Return every line of the material below that contains the word "purple".

Stored data entries:

□ □ □ □

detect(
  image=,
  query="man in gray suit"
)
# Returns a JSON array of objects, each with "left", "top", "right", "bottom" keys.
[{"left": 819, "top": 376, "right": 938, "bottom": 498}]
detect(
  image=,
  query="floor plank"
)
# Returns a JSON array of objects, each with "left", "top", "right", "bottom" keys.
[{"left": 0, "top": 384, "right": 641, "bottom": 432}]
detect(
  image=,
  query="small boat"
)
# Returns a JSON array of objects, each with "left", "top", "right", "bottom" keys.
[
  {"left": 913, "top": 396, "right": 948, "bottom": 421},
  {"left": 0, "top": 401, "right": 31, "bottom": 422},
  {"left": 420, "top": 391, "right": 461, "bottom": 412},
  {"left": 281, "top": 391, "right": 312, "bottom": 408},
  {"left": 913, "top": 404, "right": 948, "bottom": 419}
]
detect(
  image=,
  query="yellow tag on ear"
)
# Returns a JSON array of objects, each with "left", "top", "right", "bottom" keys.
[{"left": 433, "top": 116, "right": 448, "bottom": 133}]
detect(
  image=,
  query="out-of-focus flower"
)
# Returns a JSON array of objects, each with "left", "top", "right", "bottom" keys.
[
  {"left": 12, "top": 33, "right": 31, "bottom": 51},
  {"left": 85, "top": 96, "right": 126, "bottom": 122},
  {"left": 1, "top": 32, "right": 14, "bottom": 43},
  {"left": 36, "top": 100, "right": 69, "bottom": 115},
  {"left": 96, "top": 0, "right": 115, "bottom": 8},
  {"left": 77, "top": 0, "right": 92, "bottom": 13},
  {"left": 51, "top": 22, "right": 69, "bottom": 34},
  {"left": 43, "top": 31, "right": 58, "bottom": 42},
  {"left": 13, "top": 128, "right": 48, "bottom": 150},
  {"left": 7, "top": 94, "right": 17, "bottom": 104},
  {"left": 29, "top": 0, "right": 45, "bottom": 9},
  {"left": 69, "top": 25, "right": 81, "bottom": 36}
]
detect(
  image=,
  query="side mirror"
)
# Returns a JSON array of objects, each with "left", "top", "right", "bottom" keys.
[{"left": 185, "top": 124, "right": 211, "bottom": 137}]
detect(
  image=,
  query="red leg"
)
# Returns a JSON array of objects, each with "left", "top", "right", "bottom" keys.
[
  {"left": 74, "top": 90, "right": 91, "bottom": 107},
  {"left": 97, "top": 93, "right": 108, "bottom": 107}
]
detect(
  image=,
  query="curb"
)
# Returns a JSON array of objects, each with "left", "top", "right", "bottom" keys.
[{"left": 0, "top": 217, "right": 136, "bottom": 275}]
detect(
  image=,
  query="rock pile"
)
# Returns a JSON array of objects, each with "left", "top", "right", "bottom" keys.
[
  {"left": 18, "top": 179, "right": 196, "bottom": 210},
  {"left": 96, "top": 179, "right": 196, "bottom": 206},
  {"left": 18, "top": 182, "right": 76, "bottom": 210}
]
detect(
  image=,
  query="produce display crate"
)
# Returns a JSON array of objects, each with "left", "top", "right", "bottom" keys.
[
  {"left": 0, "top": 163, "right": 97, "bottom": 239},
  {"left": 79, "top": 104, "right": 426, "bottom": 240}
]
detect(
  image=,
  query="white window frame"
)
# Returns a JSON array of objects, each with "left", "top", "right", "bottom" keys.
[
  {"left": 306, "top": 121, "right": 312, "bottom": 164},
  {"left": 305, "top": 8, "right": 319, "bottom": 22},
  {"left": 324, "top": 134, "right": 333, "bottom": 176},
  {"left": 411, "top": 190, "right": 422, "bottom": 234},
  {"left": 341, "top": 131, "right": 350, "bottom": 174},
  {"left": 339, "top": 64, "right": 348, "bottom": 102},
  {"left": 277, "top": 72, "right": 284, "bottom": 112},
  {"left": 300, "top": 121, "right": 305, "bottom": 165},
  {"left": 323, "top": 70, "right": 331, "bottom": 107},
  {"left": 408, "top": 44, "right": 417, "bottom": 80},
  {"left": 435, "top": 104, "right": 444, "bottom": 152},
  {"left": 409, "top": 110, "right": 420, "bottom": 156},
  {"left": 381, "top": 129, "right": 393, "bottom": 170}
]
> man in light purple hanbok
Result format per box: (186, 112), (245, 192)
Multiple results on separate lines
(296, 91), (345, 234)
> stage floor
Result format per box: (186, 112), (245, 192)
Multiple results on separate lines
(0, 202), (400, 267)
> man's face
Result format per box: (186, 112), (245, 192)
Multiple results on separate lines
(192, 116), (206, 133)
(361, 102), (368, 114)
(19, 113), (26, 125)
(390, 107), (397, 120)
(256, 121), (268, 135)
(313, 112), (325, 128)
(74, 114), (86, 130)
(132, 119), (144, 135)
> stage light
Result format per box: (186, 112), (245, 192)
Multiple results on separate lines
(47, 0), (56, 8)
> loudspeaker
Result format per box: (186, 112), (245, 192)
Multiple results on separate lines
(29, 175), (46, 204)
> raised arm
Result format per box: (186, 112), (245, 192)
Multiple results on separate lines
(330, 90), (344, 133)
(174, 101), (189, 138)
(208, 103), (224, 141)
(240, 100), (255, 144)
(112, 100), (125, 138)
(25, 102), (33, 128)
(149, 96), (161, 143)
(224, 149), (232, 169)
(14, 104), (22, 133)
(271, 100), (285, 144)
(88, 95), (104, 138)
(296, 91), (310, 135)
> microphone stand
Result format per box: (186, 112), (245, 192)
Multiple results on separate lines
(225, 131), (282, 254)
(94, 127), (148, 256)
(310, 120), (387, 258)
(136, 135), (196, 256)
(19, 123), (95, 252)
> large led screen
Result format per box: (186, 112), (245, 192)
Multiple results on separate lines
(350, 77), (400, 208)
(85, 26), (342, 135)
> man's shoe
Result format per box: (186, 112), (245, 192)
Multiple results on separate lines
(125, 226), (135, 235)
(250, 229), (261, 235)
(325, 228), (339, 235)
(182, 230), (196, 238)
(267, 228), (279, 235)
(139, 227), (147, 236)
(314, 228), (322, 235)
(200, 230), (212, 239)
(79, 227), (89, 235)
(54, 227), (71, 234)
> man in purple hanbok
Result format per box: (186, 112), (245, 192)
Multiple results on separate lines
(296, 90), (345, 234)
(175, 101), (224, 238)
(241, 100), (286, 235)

□ □ □ □

RESPONSE TO THE TASK:
> man in light purple hanbok
> man in purple hanbok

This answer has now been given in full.